다음 데이터의 모든 줄을 글자 하나 바꾸지 말고 그대로 베껴 쓰세요.

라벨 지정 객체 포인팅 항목

-=-=-

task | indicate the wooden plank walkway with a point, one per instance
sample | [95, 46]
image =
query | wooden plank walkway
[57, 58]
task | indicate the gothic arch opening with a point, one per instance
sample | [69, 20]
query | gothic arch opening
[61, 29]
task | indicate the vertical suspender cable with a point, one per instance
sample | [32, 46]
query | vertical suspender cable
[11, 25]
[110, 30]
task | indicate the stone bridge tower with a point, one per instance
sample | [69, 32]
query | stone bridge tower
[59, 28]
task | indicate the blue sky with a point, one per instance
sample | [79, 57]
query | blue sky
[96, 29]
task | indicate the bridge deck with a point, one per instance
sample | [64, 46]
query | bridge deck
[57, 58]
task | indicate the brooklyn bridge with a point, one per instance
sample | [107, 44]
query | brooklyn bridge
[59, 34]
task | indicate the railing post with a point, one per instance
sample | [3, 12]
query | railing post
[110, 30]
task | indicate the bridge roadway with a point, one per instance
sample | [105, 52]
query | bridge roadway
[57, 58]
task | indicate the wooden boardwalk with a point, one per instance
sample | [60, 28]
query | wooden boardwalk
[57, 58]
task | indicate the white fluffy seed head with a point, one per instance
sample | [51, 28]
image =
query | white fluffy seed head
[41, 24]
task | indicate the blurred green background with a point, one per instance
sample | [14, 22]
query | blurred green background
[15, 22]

-=-=-

연습 답안 =>
task | indicate the wooden plank walkway with a point, one per instance
sample | [95, 46]
image =
query | wooden plank walkway
[57, 58]
task | indicate the gothic arch opening with a point, one per instance
sample | [69, 20]
query | gothic arch opening
[61, 29]
task | indicate the vertical suspender cable with a point, one per instance
sample | [32, 46]
query | vertical suspender cable
[11, 25]
[110, 30]
task | indicate the stone bridge tower with a point, one per instance
sample | [69, 32]
query | stone bridge tower
[59, 28]
task | indicate the blue sky with a point, one per instance
sample | [79, 57]
query | blue sky
[96, 29]
task | indicate the bridge deck with a point, one per instance
sample | [64, 46]
query | bridge deck
[57, 58]
task | indicate the brooklyn bridge with a point, one per instance
sample | [107, 44]
query | brooklyn bridge
[59, 34]
task | indicate the railing post with a point, one per instance
sample | [3, 12]
query | railing post
[110, 30]
task | indicate the bridge roadway with a point, one per instance
sample | [105, 52]
query | bridge roadway
[57, 58]
task | indicate the wooden boardwalk with a point, one per instance
sample | [60, 28]
query | wooden boardwalk
[57, 58]
task | indicate the white fluffy seed head with a point, one per instance
sample | [51, 28]
image =
query | white fluffy seed head
[41, 24]
task | indicate the blurred green background with a point, one per instance
sample | [14, 22]
query | blurred green background
[15, 22]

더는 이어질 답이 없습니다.